SET OF TASKS:
1. In the summary below on women and post-WWII wages, why did states with a high percentage of farmers have lower mobilization rates? Answer in one to three sentences.
2. Answer these questions from the summary below on women and post-WWII wages, marking your answers (a), (b) and (c):
(a) What percentage of women were working in 1940?
(b) In Massachusetts, Oregon, and Utah, what share of males aged 18 to 44 left civilian work to serve in the war?
(c) According to the last sentence, what three things did the war change for women?
3. Could you resume the summary below on women and post-WWII wages, picking up after its final sentence?

SOURCE EXTRACT:
*** Begin section ***
Women and Post-WWII Wages
"Increases in female labor supply decreased both female and male wages, but had a stronger effect on women."
In Women, War, and Wages: The Effect of Female Labor Supply on the Wage Structure at Mid-Century (NBER Working Paper No. 9013), authors Daron Acemoglu, David Autor, and David Lyle study the effect of women's work on wages, looking at the period before and after WWII. The authors focus on the growth of female employment from 1940 to shortly after the war, in 1950. In 1940, only 28 percent of women were working; by 1945, this figure exceeded 34 percent. In fact, the 1940s saw the largest proportional rise in female labor during the entire twentieth century. Although more than half of the women drawn into the workforce by the war left at the end of the decade, a significant number remained. The focus of the Acemoglu, Autor and Lyle study is the increase in female labor supply caused by the WWII mobilization.
To isolate the mobilization-induced labor supply shift, the authors exploit the fact that the fraction of males serving in the war was not uniform across states. For example, in Massachusetts, Oregon, and Utah, almost 55 percent of males between the ages of 18 and 44 left civilian work to serve in the war. In Georgia, the Dakotas, and the Carolinas, this number ranged between 40 and 45 percent. The state differences in war mobilization actually reflect a variety of factors. The Selective Service's guidelines for deferments were based on marital status, fatherhood, essential skills for civilian war production, and temporary medical disabilities, but left considerable discretion to the local boards. Because of the importance of maintaining a strong food supply to support the war, an important consideration for deferment was farm employment. States with a high percentage of farmers had substantially lower mobilization rates, and this explains a considerable share of the state variation in mobilization rates.
The authors show that in states with greater war mobilization of men, women worked more after the war and in 1950, but not in 1940. This differential does not appear to be explained by other cross-state differences or possible demand factors, and is not present in the 1940 data nor does a similar trend recur in the decade of the 1950s. The authors interpret these differentials as labor supply shifts induced by the War. Acemoglu, Autor, and Lyle believe these cross-state changes in female employment were caused by greater participation of women during the war years, with some of those women staying on. War changed women's preferences, opportunities, and information about available work.
*** End section ***
RECORDS SHOWN:
*** Begin section ***
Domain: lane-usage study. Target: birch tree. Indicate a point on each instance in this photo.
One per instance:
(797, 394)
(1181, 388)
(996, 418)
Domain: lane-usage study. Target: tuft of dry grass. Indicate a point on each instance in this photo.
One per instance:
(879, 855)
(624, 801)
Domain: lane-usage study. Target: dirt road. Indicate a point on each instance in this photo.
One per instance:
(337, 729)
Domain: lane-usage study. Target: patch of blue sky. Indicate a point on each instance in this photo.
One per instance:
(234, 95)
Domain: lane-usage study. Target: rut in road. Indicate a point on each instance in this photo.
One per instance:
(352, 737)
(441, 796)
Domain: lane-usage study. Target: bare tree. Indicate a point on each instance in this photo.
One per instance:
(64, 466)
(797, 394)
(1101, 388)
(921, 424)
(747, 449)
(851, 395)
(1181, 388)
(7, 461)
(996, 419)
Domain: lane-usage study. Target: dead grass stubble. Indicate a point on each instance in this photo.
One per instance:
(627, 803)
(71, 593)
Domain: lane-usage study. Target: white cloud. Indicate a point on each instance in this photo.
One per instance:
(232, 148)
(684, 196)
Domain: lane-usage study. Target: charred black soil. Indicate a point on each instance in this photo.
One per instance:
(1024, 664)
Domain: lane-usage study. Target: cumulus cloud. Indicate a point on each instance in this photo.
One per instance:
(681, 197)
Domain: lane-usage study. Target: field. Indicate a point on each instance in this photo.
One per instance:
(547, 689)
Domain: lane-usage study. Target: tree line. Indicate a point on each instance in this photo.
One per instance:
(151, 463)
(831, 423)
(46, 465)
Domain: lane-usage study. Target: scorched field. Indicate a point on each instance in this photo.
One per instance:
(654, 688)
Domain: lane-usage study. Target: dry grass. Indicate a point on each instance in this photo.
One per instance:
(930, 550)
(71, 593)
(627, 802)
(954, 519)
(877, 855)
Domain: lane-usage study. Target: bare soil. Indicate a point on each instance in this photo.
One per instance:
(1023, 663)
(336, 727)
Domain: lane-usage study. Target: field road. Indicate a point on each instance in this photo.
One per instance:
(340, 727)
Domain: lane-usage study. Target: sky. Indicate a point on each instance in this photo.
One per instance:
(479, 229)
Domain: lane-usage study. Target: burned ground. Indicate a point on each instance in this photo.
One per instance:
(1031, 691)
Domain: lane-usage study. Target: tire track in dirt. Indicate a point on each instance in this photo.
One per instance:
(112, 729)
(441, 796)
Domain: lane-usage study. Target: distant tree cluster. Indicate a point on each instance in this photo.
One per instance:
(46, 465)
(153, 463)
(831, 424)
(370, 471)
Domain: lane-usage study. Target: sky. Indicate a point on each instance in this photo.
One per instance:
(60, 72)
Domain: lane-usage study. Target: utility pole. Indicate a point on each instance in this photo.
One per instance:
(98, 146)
*** End section ***
SET OF ANSWERS:
1. Keeping a strong food supply was important to support the war, so farm employment was an important consideration for deferment. States with many farmers therefore had substantially lower mobilization rates.

2.
(a) 28 percent.
(b) Almost 55 percent.
(c) Their preferences, their opportunities, and their information about available work.

3.
Using the cross-state changes in women's employment caused by the mobilization, the authors show that increases in female labor supply decreased both female and male wages, but had a stronger effect on women's wages. The impact of women working on male earnings was not uniform across male education levels, however: greater female labor participation led to increased earnings inequality between male college and high school graduates (that is, it lowered what a male high school graduate was paid relative to a college graduate) but reduced earnings inequality between male graduates of high school versus eighth-grade graduates. The authors' results demonstrate a closer degree of substitutability between males and females in the labor force than has been suggested by previous economic analyses. Contrary to common belief, women do not substitute most closely for the least educated males, but rather for male high school graduates -- or at least that was the case at mid-century.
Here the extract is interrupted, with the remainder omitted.